_Text extract_
Chaudhary (Migration)
[2022] AATA 3667
•16 August 2022
Chaudhary (Migration) [2022] AATA 3667 (16 August 2022)
DECISION RECORD
DIVISION:Migration & Refugee Division
APPLICANTS: Mrs Renu Chaudhary
Mr Amit Kumar
Miss Ariana RulhanREPRESENTATIVE: Mrs Aarti Khatri (MARN: 1791220)
CASE NUMBER: 2116951
HOME AFFAIRS REFERENCE(S): BCC2020/1168908
MEMBER:Tim Connellan
DATE AND TIME OF
ORAL DECISION AND REASONS: 16 August 2022 at 1:53 pm (VIC time)
DATE OF WRITTEN RECORD: 11 October 2022
PLACE OF DECISION: Melbourne
DECISION:The Tribunal affirms the decisions under review.
Statement made on 11 October 2022 at 1:15pm
CATCHWORDS
MIGRATION – Student (Temporary) (Class TU) visa – Subclass 500 (Student) – bogus document – financial documents – invalid fixed deposit numbers – purposeful falsity – decision under review affirmed
LEGISLATION
Migration Act 1958
Migration Regulations 1994, Schedule 2 cl 500.217; Schedule 4, Public Interest Criterion 4020APPLICATION FOR REVIEW
This is an application for review of decisions made by a delegate of the Minister for Home Affairs on 10 November 2021 to refuse to grant the visa applicants Student (Temporary) (Class TU) Subclass 500 visas under the Migration Act 1958 (Cth) (the Act).
At the hearing on 16 August 2022 the Tribunal made an oral decision and gave an oral statement of decision and reasons. The following is the written record of those reasons.
STATEMENT OF DECISION AND REASONS
Renu Chaudhary, you applied for subclass 500 student visa on 14 March 2020 and on 10 November 2021 a delegate for the Minister made the decision to refuse your application on the basis she found you had provided evidence in support of your application that created a breach of PIC 4020. There is no evidence you had sought a waiver of PIC 4020 and consequently the delegate found you did not satisfy clause 500.217 which is a pre-requisite for the grant of a visa.
You appealed that decision to be reviewed by this Tribunal and with your appeal you provided a copy of the primary decision which you told the Tribunal you had read and understood. As I read from that decision today and it became clear that you did understand why the Department had made the decision that they made.
As I explained to you, the role of the Tribunal is to conduct what is referred to as a ‘de novo’ hearing which means I consider your case afresh and make a new decision about your eligibility for a visa. While it is my role to consider your case completely afresh, I must do so applying the same law as that that was used by the Department. The Tribunal is independent of the Department of Home Affairs meaning the Department does not tell us how to conduct our business or decide cases.

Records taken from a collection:
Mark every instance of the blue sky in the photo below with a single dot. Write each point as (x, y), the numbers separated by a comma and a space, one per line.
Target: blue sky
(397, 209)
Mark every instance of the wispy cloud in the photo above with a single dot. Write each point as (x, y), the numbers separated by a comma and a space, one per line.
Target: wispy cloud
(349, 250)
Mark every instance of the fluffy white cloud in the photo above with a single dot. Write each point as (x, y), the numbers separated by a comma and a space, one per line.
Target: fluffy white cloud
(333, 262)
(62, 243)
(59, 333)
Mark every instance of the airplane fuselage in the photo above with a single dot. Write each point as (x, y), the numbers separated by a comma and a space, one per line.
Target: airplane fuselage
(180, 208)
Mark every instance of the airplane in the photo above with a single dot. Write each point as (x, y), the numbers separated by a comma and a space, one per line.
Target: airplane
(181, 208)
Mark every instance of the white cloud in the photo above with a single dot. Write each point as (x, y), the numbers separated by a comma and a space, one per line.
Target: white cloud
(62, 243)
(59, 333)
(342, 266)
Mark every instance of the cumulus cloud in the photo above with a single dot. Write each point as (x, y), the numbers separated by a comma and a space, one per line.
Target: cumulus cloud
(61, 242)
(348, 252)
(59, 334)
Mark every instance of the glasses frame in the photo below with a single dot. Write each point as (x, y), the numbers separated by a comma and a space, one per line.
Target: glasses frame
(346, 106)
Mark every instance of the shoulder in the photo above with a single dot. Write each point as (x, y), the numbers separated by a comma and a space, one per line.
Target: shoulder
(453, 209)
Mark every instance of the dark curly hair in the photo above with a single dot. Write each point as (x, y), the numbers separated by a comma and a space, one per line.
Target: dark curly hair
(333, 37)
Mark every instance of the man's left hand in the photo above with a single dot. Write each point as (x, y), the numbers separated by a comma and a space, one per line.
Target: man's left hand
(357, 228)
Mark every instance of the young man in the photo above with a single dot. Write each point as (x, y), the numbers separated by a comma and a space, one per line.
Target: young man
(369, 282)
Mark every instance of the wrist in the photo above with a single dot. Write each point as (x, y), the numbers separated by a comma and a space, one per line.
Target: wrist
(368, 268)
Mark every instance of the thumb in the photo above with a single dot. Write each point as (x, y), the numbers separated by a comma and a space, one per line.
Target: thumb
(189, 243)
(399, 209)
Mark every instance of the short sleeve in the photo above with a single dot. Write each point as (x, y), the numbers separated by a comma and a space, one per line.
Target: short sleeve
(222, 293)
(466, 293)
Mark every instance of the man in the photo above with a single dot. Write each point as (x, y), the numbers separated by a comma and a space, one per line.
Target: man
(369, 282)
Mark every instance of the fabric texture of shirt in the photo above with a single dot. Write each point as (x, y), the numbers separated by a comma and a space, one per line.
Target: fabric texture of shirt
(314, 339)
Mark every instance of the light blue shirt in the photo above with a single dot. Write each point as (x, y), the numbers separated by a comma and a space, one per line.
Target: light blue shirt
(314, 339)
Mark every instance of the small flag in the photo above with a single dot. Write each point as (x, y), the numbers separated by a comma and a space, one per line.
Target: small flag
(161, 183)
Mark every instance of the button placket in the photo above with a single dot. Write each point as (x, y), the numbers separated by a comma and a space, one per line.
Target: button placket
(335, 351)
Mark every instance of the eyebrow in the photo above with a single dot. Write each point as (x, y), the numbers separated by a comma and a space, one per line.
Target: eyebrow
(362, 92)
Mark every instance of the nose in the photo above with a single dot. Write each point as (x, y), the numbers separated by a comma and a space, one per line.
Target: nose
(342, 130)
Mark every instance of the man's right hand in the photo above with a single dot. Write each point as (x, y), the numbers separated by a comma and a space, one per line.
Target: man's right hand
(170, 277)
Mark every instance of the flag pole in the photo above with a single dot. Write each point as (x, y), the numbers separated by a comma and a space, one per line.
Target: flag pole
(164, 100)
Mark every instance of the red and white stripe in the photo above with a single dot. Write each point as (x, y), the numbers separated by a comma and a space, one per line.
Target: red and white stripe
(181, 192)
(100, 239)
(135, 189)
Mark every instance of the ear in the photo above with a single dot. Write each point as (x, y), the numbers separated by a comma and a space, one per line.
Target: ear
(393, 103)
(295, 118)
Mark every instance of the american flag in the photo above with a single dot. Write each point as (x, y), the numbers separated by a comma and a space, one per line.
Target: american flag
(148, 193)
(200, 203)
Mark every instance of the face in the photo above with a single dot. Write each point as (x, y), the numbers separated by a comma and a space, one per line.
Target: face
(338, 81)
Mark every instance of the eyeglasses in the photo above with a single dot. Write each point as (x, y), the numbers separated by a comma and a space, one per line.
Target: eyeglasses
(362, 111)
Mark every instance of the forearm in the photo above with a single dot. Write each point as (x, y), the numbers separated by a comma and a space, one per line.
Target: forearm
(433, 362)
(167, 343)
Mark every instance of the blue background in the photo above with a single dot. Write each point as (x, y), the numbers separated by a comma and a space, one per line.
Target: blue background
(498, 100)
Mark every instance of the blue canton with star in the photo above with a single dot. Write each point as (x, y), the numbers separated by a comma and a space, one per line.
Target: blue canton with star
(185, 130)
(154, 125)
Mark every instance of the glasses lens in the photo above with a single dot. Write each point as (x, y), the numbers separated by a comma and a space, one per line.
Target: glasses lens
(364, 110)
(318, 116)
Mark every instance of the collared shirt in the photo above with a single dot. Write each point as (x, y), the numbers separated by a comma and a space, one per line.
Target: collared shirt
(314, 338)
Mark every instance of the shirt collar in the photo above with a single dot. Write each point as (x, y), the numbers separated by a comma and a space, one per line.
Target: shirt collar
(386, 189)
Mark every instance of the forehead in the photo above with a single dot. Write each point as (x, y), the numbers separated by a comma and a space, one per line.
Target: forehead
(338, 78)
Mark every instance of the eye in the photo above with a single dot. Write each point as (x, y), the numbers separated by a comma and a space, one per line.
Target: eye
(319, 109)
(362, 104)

* * *

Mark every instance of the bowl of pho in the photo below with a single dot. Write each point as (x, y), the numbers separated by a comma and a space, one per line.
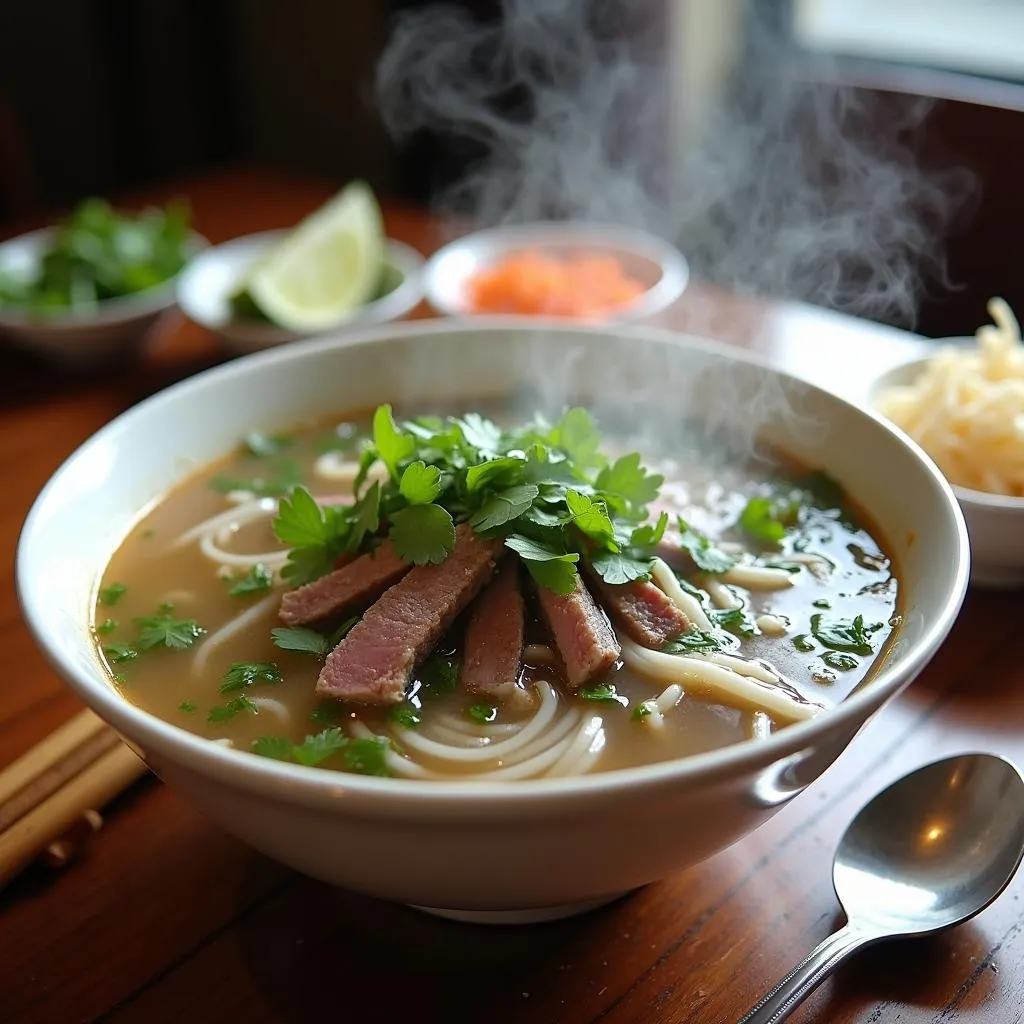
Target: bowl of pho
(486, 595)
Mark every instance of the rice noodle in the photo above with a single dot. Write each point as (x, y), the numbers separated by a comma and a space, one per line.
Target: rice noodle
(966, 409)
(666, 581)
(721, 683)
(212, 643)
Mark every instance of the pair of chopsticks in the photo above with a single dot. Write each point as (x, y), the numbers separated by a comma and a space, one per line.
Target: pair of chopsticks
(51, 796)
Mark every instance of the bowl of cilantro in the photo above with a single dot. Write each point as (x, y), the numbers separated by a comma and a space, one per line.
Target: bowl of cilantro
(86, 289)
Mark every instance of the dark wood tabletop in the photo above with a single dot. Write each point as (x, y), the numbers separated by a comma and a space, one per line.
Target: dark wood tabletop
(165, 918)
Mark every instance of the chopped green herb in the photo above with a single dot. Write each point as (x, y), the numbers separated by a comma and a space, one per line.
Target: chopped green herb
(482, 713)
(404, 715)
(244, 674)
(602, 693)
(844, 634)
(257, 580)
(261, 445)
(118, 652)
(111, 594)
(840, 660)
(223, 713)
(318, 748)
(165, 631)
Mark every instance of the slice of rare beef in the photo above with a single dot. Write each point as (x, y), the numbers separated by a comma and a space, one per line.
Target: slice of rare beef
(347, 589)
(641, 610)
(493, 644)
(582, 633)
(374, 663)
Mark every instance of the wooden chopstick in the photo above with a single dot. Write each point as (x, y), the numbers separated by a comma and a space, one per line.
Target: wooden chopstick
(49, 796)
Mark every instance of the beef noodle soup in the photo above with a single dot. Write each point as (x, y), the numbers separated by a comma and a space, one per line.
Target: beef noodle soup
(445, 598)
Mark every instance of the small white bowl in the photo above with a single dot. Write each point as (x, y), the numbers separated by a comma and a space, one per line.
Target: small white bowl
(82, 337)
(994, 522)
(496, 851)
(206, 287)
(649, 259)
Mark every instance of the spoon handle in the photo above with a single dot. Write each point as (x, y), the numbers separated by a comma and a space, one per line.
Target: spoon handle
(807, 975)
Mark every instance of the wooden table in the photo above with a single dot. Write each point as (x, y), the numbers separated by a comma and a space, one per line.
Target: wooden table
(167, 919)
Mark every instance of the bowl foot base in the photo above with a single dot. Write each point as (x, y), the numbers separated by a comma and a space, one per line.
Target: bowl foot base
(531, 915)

_What you will do_
(1) Name every applicant listed in the Tribunal decision record.
(2) Carry on writing the Tribunal decision record from the point where it stops.
The listing has nothing to do with the Tribunal decision record.

_Responses to the tasks_
(1) Mrs Renu Chaudhary, Mr Amit Kumar, Miss Ariana Rulhan

(2)
I have before me the Department file which includes the material you provided with and in support of your application, and the Tribunal file which contains all the information that has come in since you lodged your review application. In making this decision I have relied on the information in the files and what you and your migration agent have told me here today.
The question is whether you satisfy clause 500.217 in Schedule 2 of the Migration Regulations which requires that there is no evidence before the Minister or in this case the Tribunal, the applicant has given or caused to be given a bogus document or information that is false or misleading in a material particular in relation to an application for a visa.
If there is such evidence, PIC(4) provides that PIC 4020(1) will nonetheless be satisfied if the Minister is satisfied there are compelling circumstances that affect the interests of Australia or compassionate or compelling circumstances that affect the interests of an Australian citizen, an Australian permanent resident or an eligible New Zealand citizen.
To enable the Tribunal to make a decision in this matter, therefore, there are two steps that need to be followed. The first is to make a finding as to whether in support of your application you have given or caused to be given a bogus document or information that is false or misleading in a material particular in relation to the application, creating a breach of PIC 4020. Secondly, if the Tribunal finds you have provided evidence in breach of PIC 4020 it must decide whether there are compelling circumstances that would lead to the granting of a visa.
Reading from your primary decision of which you provided a copy, it says that on 14 March 2020 you provided the Department with evidence considered to be non-genuine including several documents, including financial documents from the ICICI bank, statement of fixed deposits in the name of Sumit Kumar, who you have told me is your brother. Those account numbers were accounts ending in zero-four-three-one; three-two-zero-six; and three-two-nine-zero. Those accounts were deposits for a total of 21 lakh rupees only which is 2,100,000 rupees. The decision goes on to say:
The Department conducted checks to confirm the veracity of the financial documents and found the fixed deposit numbers for Sumit Kumar are not genuine. Based on the outcome of the Department’s investigations the applicant was suspected of having provided bogus documents.
You were sent a natural justice letter and provided 28 days to respond and in response the decision letter says:
While the applicant did not comment on the adverse information, she submitted a letter issued by the ICICI bank dated 25 September 2020 advising that the fixed deposit certificates issued in the name of Sumit Kumar were genuine and could be verified.
The decision goes on to say:
While I acknowledge the letter, the documents presented initially with her student visa were confirmed to be non-genuine and, therefore, bogus. Based on the evidence before me, I find the applicant has provided information that is false or misleading and, therefore, in breach of PIC 4020.
The decision record goes on to say:
The referral outcome is based on the fact that the details attached by you are not correct, as per the attached document. Details below. The fixed deposit numbers mentioned for Sumit Kumar are invalid. Details of all deposits held by the sponsor were sent for verification yielding an invalid result. Given the above the Department is satisfied that the applicant has provided a fraudulent document.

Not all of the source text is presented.